◆ **Attività**
Stampa per intero, senza alcuna modifica, il brano sul trattamento di cani e gatti randagi negli Emirati Arabi.

◆ **Estratto della fonte**
▬▬▬
Una mancanza di sensibilità verso cani e gatti randagi che Dubai condivide con gli altri emirati arabi. E se Abu Dhabi è famosa per il suo Abu Dhabi Falcon Hospital (ADFH), struttura all’avanguardia che fornisce servizi sanitari veterinari esclusivamente per i falchi ed è considerato il più grande ospedale per falchi negli Emirati Arabi Uniti e nel mondo con un afflusso di oltre 110.000 pazienti dalla sua apertura nel 1999, non si può dire che le stesse attenzioni le dimostri nei confronti di cani e gatti. È noto infatti che più volte sono stati oggetto di veri e propri massacri commissionati alle cosiddette Pest Companies, cioè quelle società incaricate di sterminarli con l’obiettivo di contenere le nascite e la grande presenza di randagi nel paese. Proprio quanto successo ad ottobre con l’uccisione deliberata di centinaia di gatti lasciati morire sotto il sole del deserto, massacro cha la Bagnato aveva denunciato a Kodami.
▬▬▬
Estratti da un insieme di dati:
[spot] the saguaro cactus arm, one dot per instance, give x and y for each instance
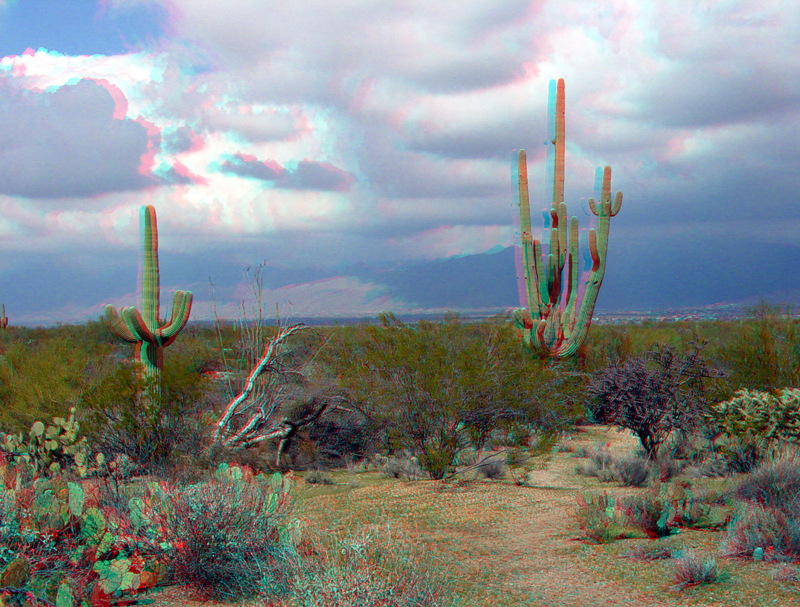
(143, 328)
(547, 328)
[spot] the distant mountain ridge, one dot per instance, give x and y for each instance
(705, 272)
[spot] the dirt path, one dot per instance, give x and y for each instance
(518, 545)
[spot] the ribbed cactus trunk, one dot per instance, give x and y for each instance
(143, 329)
(547, 329)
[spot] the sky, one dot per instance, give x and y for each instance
(319, 136)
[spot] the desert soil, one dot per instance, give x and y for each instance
(510, 544)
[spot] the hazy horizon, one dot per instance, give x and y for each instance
(326, 138)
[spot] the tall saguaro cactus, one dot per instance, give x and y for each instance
(143, 329)
(546, 328)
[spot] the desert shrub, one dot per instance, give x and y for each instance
(600, 464)
(341, 436)
(600, 517)
(645, 512)
(318, 477)
(44, 378)
(753, 423)
(427, 385)
(763, 352)
(755, 526)
(375, 566)
(773, 485)
(492, 467)
(692, 570)
(467, 457)
(228, 539)
(125, 415)
(650, 553)
(786, 574)
(632, 472)
(653, 394)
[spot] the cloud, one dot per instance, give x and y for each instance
(305, 175)
(67, 143)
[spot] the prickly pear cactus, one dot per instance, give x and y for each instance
(49, 448)
(102, 552)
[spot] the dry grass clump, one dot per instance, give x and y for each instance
(374, 566)
(692, 570)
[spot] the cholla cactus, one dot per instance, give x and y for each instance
(546, 328)
(145, 329)
(760, 417)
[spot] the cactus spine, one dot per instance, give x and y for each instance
(144, 329)
(554, 332)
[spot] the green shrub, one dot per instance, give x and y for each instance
(376, 566)
(493, 468)
(426, 386)
(774, 485)
(650, 553)
(691, 570)
(318, 477)
(147, 430)
(763, 352)
(633, 472)
(654, 394)
(230, 537)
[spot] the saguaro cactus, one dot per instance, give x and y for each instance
(144, 329)
(546, 328)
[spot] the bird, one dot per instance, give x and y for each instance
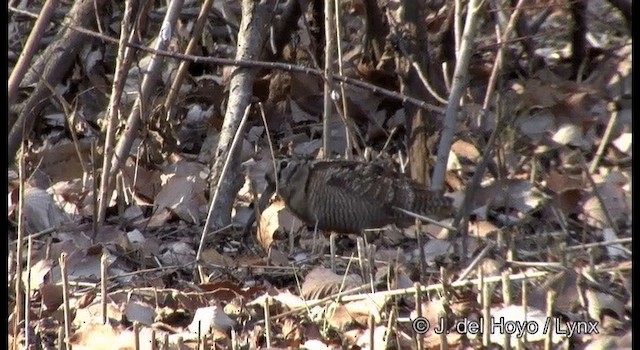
(347, 196)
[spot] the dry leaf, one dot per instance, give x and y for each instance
(321, 282)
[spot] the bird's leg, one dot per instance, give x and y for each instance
(332, 250)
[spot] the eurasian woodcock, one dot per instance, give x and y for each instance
(350, 196)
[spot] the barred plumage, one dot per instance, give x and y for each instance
(350, 196)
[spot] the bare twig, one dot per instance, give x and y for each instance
▬▬▬
◆ **Risultato**
Una mancanza di sensibilità verso cani e gatti randagi che Dubai condivide con gli altri emirati arabi. E se Abu Dhabi è famosa per il suo Abu Dhabi Falcon Hospital (ADFH), struttura all’avanguardia che fornisce servizi sanitari veterinari esclusivamente per i falchi ed è considerato il più grande ospedale per falchi negli Emirati Arabi Uniti e nel mondo con un afflusso di oltre 110.000 pazienti dalla sua apertura nel 1999, non si può dire che le stesse attenzioni le dimostri nei confronti di cani e gatti. È noto infatti che più volte sono stati oggetto di veri e propri massacri commissionati alle cosiddette Pest Companies, cioè quelle società incaricate di sterminarli con l’obiettivo di contenere le nascite e la grande presenza di randagi nel paese. Proprio quanto successo ad ottobre con l’uccisione deliberata di centinaia di gatti lasciati morire sotto il sole del deserto, massacro cha la Bagnato aveva denunciato a Kodami.